Items from a data source
+++++

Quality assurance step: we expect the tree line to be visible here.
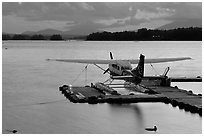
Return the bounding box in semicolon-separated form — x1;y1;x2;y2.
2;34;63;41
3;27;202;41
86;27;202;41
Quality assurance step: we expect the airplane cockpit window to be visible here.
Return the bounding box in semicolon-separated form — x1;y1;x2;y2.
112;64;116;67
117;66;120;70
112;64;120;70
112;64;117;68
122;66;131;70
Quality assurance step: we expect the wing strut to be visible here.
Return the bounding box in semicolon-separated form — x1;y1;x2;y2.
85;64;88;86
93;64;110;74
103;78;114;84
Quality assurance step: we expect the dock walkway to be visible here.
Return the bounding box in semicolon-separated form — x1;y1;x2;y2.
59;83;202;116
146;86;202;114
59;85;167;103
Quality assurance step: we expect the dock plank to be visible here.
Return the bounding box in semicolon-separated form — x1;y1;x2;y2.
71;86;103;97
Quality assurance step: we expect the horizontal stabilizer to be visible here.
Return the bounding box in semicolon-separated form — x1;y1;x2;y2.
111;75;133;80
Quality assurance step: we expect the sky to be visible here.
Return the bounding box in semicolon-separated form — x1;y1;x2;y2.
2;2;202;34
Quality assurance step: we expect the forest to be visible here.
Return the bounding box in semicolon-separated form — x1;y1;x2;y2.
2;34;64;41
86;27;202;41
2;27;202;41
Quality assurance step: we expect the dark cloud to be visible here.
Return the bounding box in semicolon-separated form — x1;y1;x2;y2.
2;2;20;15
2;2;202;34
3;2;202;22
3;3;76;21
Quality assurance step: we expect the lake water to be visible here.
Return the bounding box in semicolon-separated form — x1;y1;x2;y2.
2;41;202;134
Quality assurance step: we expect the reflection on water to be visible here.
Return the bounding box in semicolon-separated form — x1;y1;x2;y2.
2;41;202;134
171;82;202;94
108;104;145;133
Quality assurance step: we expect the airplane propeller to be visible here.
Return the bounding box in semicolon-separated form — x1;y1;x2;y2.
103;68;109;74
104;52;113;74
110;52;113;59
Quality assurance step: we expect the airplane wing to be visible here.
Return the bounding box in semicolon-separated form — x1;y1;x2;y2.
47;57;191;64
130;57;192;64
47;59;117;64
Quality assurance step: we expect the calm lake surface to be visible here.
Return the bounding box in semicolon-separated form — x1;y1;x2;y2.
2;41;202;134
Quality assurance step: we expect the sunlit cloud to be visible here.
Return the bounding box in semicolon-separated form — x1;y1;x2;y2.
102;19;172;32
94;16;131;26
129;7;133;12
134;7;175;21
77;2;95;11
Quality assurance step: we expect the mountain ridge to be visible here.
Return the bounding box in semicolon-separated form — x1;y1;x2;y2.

+++++

*What is expected*
Where a line above contains the word "dock", show that line.

*Solution for this problem*
Quality assurance step: we expect the dock walkway to be visible here.
Quality assurance step: we expect the dock plank to be visible here.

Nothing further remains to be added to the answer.